Exactly reproduce the lines from the one holding "Place one marker on each instance of the yellow" through the final line of the listing below, with both ends included and nothing else.

========

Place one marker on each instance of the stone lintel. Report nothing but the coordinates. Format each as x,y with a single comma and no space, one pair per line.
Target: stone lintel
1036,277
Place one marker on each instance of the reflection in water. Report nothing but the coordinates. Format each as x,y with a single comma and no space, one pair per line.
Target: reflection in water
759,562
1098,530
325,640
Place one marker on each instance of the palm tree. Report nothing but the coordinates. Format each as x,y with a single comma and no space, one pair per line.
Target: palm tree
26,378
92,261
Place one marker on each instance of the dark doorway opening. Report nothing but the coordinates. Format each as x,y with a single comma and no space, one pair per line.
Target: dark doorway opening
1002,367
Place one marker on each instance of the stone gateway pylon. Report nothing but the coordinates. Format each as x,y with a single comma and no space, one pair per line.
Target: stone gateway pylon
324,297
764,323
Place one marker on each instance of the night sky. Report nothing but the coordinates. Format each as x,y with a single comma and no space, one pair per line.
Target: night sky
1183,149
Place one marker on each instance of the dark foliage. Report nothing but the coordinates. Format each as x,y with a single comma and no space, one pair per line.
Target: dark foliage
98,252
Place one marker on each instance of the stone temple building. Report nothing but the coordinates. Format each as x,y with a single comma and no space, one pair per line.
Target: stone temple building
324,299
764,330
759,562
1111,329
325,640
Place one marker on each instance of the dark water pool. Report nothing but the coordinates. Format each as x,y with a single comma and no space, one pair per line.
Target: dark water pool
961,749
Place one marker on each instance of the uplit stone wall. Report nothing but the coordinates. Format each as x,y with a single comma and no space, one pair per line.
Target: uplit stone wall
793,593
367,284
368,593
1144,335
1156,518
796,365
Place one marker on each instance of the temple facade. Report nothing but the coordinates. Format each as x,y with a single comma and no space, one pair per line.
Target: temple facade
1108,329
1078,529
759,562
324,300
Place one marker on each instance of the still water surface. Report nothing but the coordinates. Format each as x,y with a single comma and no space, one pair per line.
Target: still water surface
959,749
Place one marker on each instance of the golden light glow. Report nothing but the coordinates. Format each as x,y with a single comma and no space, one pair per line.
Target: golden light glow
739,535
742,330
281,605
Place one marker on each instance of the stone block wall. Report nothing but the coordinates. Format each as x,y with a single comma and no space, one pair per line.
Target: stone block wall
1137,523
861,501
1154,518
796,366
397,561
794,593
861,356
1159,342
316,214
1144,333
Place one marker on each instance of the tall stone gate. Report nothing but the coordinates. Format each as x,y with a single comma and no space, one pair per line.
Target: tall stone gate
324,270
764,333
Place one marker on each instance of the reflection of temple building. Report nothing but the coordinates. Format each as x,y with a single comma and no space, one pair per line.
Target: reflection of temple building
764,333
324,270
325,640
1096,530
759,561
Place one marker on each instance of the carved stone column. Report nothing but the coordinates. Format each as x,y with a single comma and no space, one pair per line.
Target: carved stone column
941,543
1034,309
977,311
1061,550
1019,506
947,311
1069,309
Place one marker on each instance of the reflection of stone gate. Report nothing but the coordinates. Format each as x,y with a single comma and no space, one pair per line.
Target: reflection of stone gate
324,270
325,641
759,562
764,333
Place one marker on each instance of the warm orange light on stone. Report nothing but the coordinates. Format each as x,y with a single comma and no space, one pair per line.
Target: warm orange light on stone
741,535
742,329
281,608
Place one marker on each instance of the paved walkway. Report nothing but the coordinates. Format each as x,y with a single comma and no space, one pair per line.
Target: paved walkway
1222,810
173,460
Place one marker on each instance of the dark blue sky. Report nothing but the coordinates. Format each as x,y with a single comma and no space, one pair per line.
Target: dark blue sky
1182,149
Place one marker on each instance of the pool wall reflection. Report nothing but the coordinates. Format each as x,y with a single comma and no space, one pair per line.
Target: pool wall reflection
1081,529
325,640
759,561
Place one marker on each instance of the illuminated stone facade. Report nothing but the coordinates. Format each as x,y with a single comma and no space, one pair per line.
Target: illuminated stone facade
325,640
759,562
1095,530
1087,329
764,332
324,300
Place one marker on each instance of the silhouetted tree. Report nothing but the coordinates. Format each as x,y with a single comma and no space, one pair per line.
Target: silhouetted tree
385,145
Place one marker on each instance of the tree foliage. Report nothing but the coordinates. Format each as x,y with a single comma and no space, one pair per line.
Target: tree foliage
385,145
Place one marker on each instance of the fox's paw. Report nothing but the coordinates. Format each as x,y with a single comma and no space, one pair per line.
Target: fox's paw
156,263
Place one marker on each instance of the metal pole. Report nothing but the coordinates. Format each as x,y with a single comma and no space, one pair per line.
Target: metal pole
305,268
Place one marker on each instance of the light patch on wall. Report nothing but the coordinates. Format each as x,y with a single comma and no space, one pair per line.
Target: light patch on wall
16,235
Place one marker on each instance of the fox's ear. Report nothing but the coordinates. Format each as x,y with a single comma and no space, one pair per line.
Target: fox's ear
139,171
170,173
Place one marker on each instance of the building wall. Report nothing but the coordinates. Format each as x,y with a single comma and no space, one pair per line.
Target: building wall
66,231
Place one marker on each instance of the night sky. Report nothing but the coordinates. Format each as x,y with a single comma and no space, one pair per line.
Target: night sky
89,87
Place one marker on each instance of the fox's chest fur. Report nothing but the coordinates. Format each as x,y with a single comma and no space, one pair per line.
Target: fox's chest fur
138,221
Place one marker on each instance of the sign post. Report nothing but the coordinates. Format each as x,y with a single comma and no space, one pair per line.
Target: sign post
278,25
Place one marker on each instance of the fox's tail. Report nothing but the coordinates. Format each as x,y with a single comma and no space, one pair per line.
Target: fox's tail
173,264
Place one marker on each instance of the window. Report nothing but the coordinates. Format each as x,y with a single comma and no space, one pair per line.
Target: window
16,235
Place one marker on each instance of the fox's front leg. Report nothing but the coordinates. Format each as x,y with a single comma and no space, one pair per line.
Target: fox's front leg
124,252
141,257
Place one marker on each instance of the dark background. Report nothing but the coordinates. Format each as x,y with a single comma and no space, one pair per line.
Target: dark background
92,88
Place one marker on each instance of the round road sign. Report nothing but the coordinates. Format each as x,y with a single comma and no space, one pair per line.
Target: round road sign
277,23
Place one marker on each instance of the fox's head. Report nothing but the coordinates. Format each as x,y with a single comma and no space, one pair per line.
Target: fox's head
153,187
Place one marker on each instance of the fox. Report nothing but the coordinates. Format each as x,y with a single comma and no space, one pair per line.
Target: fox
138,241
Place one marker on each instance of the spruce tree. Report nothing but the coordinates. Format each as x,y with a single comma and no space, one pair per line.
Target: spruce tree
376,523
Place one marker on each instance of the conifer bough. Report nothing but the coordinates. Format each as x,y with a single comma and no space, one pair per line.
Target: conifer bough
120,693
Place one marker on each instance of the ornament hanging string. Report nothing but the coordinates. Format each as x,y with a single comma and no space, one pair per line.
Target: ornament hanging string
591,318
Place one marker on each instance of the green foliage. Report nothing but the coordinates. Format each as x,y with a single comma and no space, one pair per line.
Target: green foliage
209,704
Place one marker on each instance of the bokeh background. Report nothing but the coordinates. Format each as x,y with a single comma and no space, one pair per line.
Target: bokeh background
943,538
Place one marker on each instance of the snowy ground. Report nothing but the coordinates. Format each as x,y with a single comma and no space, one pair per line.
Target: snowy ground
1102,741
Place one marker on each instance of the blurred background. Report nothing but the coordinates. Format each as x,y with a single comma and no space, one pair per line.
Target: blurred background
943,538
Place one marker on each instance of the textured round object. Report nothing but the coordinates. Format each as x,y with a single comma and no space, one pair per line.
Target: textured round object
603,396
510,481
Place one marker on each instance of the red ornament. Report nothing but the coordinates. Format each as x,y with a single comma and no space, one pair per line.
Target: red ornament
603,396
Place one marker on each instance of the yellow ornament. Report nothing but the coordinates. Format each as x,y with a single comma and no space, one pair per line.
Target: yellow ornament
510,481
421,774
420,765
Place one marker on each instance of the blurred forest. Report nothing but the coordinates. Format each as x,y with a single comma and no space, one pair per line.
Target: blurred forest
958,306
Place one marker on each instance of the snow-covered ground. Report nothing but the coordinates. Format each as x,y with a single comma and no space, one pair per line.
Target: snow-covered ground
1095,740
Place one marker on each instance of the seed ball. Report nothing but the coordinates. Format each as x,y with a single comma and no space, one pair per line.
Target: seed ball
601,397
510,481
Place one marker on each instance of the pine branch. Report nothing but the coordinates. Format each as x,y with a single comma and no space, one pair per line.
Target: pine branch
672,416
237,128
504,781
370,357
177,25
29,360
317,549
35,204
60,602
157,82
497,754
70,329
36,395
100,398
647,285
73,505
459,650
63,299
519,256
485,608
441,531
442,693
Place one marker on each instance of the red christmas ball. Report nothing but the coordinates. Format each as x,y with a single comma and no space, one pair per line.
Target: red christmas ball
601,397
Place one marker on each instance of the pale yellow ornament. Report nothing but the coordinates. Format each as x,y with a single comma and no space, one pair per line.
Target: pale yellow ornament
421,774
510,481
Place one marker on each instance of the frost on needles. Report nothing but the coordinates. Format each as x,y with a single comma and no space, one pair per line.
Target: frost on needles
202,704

========

- **FINAL RESULT**:
Place one marker on each instance of the yellow ornament. Report nothing but the coordinates. Format each as x,y with a single comma and no space, one pair per line.
Target: yellow ornament
510,481
421,774
420,765
Place one marker on each instance of the blurred forest. Report nothing but the coordinates. Format each as x,y with a single comma and no space, one pair per line.
Target: blurred forest
958,306
Place one marker on each instance of the snow-covered ground. Report nothing but the coordinates. Format each as x,y with a single comma and no space, one pair per line.
Target: snow-covered ground
1095,740
Place one marker on each instance of the seed ball. Report nothing but the coordinates. Format each as x,y with a single comma and no space, one pair per line.
Target: seed ball
601,397
510,481
Place one marker on each instance of the pine branch. Report nothing but the coordinates. Format each as x,y with a single comma and no space, one pair per line.
Target: pine branch
672,416
237,128
504,781
370,357
177,25
29,360
317,549
35,204
60,602
157,82
497,754
70,329
36,395
100,398
647,285
73,505
459,650
63,299
519,256
485,608
441,531
442,693
Place one marker on each instance of the red christmas ball. Report nothing but the coordinates. Format each as x,y with a single comma and no space, one pair per line.
Target: red christmas ball
601,397
Place one marker on each instance of the pale yellow ornament. Report nothing but the coordinates. Format each as x,y with a single comma and no space, one pair per line.
Target: pale yellow ornament
421,774
510,481
Place one marker on each instance of the frost on needles. Report nothing but the coordinates. Format each as x,y with a single comma and no space, one pair per line.
Target: frost on needles
202,704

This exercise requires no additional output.